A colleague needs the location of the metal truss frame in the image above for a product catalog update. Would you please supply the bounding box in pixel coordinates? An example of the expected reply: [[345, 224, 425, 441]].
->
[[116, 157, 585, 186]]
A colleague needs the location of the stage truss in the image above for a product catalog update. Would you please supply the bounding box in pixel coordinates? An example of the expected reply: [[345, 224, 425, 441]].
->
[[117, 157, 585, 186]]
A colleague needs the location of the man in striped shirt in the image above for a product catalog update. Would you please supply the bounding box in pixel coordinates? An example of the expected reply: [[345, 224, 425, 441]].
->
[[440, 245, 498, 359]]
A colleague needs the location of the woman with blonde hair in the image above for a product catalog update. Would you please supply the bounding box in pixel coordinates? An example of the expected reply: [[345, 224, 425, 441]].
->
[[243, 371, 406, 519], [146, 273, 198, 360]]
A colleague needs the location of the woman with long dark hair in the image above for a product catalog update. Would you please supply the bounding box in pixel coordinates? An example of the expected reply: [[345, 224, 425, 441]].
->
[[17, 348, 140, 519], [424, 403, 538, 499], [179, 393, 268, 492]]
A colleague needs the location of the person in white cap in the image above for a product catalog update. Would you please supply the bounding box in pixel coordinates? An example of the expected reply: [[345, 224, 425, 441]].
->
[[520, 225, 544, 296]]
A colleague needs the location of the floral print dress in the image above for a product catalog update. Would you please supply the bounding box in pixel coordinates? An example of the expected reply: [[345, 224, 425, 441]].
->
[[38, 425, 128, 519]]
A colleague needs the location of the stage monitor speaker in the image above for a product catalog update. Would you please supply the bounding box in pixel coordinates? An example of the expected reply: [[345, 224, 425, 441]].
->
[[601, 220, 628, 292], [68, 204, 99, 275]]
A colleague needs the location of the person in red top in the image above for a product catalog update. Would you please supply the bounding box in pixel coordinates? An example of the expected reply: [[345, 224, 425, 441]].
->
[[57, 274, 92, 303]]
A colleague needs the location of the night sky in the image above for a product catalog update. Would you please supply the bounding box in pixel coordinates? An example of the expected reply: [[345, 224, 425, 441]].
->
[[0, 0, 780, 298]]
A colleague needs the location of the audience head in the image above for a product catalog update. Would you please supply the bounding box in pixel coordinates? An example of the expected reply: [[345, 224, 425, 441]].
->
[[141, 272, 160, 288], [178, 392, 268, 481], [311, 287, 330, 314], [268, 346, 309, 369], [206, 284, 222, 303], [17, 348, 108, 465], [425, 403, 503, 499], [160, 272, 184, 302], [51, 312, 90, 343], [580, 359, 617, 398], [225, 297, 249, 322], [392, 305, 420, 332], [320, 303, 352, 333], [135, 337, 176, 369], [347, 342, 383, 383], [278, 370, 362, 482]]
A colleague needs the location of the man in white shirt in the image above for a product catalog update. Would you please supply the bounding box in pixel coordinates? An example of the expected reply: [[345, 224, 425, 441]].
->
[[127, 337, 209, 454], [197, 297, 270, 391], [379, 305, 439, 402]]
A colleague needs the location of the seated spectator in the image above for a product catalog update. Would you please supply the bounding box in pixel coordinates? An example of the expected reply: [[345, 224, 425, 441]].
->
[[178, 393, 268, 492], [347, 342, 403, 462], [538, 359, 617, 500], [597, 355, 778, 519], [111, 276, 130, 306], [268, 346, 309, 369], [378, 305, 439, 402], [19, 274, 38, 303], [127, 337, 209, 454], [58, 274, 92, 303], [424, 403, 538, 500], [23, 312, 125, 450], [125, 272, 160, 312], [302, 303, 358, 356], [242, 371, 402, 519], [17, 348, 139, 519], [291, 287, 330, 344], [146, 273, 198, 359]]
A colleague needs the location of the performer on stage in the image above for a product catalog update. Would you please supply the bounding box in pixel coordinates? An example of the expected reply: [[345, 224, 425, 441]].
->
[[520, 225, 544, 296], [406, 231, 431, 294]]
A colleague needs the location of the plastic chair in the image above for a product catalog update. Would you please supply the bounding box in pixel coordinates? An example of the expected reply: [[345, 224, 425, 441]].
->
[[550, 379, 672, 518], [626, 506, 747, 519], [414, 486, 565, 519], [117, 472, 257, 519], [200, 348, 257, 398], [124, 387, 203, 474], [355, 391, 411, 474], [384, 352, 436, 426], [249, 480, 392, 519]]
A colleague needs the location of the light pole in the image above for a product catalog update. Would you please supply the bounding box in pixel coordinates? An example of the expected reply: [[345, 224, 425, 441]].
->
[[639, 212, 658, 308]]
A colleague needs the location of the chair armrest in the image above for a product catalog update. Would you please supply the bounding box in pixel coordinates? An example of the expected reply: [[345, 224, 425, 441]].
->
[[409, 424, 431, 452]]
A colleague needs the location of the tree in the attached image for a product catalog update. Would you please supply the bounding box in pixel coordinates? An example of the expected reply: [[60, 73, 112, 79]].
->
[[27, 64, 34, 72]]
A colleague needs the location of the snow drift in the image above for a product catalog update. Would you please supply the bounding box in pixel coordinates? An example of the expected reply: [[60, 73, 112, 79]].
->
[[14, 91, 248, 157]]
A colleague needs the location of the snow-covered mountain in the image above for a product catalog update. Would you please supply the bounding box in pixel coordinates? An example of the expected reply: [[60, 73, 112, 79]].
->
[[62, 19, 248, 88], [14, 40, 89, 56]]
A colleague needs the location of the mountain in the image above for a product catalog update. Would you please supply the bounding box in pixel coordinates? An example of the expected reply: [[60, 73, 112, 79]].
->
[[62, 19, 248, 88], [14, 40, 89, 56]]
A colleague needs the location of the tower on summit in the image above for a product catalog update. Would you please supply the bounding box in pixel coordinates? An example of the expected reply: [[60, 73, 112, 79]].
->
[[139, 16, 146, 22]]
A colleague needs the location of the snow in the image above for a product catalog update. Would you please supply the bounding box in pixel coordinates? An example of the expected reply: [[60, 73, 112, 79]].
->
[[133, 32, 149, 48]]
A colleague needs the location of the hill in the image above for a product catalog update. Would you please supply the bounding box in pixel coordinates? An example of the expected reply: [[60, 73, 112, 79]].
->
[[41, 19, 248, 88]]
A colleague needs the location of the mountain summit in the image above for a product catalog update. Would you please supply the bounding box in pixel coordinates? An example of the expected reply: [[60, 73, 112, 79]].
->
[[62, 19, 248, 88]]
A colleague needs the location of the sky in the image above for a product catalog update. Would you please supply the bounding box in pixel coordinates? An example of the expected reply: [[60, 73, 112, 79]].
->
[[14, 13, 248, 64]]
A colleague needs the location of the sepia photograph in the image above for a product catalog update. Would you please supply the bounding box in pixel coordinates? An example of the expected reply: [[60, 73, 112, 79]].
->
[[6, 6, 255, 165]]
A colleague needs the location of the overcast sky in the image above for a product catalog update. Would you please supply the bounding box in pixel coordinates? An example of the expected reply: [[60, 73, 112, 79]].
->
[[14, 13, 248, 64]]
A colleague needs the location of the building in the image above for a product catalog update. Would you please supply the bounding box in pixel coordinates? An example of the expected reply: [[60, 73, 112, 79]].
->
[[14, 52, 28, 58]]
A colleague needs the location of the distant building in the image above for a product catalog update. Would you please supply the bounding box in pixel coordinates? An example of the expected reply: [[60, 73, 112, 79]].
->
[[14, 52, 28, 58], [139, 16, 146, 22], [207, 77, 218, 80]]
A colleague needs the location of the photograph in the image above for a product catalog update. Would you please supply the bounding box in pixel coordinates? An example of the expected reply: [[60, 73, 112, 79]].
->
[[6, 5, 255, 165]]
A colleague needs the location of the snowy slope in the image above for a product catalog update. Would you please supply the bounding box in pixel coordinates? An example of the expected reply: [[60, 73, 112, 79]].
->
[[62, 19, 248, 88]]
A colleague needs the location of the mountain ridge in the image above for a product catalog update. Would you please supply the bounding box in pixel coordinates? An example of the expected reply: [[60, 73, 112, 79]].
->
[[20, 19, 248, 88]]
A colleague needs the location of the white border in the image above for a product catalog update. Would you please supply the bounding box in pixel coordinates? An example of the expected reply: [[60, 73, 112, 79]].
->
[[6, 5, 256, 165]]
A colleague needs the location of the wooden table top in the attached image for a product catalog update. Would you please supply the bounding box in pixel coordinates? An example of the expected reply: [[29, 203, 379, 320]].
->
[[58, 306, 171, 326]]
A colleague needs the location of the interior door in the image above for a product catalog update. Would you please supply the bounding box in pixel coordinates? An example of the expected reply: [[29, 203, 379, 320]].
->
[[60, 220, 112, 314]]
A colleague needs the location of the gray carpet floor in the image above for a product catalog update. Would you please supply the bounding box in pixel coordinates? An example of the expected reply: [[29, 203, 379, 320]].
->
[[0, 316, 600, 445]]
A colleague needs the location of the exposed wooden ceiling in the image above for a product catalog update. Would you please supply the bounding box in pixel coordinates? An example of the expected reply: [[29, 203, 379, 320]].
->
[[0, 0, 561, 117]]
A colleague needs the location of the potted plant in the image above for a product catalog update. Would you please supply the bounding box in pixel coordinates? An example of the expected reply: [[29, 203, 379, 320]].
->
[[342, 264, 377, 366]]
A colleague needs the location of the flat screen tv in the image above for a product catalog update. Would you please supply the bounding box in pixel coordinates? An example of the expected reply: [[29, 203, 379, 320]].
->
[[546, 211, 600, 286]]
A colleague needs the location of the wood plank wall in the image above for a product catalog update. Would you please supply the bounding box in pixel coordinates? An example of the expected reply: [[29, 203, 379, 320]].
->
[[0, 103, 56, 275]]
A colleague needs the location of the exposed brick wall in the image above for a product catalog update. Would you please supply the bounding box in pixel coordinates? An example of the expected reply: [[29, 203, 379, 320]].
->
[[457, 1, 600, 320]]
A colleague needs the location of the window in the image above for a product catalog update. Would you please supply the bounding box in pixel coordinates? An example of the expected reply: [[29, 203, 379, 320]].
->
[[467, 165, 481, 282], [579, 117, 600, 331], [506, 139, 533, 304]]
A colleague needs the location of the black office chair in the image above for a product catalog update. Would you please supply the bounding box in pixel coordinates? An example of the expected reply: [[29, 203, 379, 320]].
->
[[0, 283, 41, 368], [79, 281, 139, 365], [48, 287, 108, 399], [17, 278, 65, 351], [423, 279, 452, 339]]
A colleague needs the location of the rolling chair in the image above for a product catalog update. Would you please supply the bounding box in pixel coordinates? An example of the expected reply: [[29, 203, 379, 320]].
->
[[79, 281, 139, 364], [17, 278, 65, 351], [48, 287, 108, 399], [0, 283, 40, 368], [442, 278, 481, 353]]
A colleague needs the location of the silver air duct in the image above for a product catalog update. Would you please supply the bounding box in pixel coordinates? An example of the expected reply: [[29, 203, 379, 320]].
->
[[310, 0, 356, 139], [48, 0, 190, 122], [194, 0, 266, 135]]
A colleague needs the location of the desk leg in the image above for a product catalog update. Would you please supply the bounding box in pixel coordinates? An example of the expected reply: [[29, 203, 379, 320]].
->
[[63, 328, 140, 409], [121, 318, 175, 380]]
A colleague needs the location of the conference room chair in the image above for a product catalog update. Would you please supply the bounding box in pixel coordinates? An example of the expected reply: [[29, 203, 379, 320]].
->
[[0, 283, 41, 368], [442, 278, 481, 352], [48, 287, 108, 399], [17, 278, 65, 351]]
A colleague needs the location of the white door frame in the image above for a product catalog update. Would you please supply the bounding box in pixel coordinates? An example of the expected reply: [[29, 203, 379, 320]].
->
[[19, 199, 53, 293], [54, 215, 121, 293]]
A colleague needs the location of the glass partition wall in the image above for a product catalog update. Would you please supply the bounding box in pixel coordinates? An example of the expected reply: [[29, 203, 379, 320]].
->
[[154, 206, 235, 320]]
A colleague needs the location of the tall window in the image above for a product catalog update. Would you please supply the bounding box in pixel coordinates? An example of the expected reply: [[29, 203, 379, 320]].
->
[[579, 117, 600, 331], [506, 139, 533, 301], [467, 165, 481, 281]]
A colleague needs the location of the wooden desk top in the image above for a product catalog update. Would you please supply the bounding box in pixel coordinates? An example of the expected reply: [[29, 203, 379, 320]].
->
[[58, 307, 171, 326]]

■ ■ ■ ■ ■

O que se pede: Reescreva o material da linha que contém "A colleague needs the location of the glass" até o fim, inclusive, trocando "product catalog update" por "inventory audit" e mantendo todo o resto igual.

Resultado do exercício:
A colleague needs the location of the glass partition wall in the image above for a inventory audit. Would you please supply the bounding box in pixel coordinates? An example of the expected reply: [[29, 203, 379, 320]].
->
[[154, 206, 235, 320]]
A colleague needs the location of the tall window in the image above for a inventory audit. Would you please supply the bounding box in pixel coordinates? An example of the expected reply: [[29, 203, 379, 320]].
->
[[579, 117, 600, 331], [506, 139, 533, 301], [467, 165, 481, 281]]
A colleague needs the location of the wooden desk top in the image above for a inventory audit. Would you please supply the bounding box in pixel coordinates? An example of the expected reply: [[29, 203, 379, 320]].
->
[[58, 307, 171, 326]]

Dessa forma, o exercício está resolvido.